Yawning can be caused by several factors besides sleepiness.

A classic symptom of fatigue, yawning can sometimes be a sign that your body is ready for sleep. It’s a common occurrence: Animals yawn, babies yawn, and adults yawn. But a yawn is not necessarily a sign that you are tired—check out these other potential causes.

1. Monkey See, Monkey Do.

The act of yawning is contagious. If you see someone yawn or read about yawning, you might do it yourself. This involuntary imitation may be related to the evolutionary history of yawning. A nonverbal cue that says it is time to relax, the trait may have been selected over time because it helps people coordinate their reactions to a changing environment with a larger group—changes like, say, darkness or the absence of a threat. So this is more of a social reason than a biological one.

2.  You’re Compassionate.

People who have very empathetic personality traits and feel what others around them feel are more likely to mimic a yawn when they see other people yawning.

□ □ □ □

Requirement A - In the yawning passage, which people are more likely to mimic a yawn when they see others yawning?
Requirement B - Carry the yawning passage forward from its final sentence.
The items that follow were taken from a separate source.

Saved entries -
□ □ □ □

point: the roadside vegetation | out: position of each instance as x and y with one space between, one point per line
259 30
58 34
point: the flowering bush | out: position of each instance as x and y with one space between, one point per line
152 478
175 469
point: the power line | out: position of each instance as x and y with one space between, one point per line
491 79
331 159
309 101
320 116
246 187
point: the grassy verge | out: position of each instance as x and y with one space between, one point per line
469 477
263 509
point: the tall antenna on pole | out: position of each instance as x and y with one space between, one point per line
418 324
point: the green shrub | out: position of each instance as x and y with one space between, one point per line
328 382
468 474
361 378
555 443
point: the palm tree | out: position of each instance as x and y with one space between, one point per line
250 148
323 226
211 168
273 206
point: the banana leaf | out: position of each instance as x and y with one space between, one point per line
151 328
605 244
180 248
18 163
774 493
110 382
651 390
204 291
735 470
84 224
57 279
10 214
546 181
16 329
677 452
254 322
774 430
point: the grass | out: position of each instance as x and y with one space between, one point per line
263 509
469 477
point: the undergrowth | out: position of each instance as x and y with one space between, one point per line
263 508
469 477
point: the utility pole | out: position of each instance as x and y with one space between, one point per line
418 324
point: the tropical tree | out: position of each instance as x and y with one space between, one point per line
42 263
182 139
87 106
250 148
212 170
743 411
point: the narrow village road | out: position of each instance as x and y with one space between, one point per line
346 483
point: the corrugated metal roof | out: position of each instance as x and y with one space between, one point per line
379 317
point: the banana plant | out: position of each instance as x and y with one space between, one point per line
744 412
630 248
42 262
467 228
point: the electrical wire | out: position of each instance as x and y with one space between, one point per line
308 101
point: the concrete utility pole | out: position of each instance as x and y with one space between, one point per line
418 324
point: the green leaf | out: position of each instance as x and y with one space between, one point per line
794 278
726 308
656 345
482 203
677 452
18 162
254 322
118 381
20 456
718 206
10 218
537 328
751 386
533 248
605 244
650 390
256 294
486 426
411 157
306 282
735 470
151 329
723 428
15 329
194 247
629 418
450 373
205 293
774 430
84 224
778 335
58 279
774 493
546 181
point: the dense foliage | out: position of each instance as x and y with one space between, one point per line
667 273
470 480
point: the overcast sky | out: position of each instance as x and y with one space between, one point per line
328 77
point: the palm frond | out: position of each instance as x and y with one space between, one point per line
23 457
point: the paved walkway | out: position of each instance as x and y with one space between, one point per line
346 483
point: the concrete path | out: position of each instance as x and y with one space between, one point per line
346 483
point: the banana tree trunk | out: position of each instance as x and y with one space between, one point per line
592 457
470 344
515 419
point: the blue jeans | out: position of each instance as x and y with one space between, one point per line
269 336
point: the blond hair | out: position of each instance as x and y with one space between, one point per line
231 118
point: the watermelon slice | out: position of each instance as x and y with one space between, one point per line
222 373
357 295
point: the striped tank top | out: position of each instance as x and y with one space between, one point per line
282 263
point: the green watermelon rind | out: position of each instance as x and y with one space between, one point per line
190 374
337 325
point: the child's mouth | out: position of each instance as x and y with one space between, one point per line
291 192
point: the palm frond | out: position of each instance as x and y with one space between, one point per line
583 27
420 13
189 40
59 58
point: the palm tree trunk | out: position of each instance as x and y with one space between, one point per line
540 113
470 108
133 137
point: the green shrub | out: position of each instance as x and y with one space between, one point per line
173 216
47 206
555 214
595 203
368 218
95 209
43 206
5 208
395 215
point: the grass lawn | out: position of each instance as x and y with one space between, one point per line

□ □ □ □

Written answer A - People with very empathetic personality traits who feel what others around them feel.

Written answer B -
3.  Your Brain is Hot.

Yawning may help regulate brain temperature. A warm brain might signal the body to yawn, which flexes walls of the sinus cavity and helps cool the important organ.

4.  You’re Bored.

Without stimulation, people can start to feel sleepy. In other words, if you’re staring at a wall, you’re more likely to yawn than if you’re watching a loud, bright music video on television.

5. You’re Preparing To Move.

Because it is linked to actions such as muscle stretching, joint movement, and an increased heart rate (think early morning waking), yawning may be part of the body’s way of gearing up for activity.

6. Your Body Wants You To Know Something Is Up.

It is not common, but in some cases, such as in people with epilepsy, yawning can signal an upcoming episode. In rare cases, excessive yawning may be a secondary symptom of a disease such as Parkinson’s or multiple sclerosis. However, underlying disease is not a common cause for this routine, normal response.